**Stored entries**
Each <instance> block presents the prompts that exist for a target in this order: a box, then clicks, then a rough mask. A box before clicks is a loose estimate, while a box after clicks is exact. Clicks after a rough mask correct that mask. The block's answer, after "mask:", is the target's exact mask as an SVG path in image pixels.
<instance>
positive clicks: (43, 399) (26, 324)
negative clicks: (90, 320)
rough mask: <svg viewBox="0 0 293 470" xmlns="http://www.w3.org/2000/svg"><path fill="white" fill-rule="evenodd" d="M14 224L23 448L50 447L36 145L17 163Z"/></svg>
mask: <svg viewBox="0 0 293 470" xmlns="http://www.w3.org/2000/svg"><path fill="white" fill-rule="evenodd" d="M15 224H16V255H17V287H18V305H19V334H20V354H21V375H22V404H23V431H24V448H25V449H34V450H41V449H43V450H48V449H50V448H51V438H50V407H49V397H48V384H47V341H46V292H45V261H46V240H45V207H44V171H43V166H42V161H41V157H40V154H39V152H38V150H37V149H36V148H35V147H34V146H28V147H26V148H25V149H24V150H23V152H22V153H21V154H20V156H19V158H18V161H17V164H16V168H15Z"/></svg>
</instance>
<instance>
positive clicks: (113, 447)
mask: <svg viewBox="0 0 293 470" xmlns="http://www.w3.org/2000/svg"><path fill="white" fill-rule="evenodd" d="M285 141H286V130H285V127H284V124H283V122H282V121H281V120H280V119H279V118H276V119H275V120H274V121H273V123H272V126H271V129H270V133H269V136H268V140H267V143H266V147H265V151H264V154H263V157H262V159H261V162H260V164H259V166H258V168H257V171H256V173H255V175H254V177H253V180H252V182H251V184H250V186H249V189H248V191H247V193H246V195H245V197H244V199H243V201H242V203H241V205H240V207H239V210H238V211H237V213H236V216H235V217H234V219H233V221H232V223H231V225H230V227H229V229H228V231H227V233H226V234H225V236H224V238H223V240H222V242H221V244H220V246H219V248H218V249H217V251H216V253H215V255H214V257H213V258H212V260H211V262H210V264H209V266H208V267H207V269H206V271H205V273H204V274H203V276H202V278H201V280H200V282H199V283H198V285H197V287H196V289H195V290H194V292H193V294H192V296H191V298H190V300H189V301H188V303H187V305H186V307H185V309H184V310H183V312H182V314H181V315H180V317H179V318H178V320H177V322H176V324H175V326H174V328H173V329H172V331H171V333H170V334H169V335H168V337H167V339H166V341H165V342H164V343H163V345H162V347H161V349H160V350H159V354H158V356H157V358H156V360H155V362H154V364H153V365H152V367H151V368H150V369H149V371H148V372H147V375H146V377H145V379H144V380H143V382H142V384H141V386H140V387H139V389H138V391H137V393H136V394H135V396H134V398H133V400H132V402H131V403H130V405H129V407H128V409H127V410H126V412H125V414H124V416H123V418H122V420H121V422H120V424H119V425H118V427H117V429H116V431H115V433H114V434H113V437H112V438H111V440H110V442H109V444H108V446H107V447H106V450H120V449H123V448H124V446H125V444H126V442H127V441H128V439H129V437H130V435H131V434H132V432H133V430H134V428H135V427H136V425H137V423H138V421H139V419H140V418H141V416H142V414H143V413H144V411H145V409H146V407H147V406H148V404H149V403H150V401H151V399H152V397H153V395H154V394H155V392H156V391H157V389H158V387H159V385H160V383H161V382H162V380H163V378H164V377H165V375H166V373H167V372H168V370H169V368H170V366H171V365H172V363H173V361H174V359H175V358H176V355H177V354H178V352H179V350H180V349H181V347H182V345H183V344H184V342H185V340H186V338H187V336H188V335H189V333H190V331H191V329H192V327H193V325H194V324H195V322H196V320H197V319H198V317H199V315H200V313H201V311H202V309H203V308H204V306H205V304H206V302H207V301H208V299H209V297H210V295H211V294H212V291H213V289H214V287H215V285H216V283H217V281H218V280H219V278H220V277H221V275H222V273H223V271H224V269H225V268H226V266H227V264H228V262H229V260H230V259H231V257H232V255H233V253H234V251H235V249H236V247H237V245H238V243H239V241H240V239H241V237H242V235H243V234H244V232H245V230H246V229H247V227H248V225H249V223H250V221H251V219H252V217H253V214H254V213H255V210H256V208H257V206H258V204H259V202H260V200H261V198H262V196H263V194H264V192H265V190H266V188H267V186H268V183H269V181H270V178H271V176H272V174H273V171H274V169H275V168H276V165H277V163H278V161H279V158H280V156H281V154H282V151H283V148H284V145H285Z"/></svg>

**THE PROBLEM**
Start with the line above that contains "positive clicks: (43, 399) (26, 324)" and stop after the line that contains "negative clicks: (90, 320)". Output those lines exactly, and only those.

**RESULT OF THE EXERCISE**
positive clicks: (43, 399) (26, 324)
negative clicks: (90, 320)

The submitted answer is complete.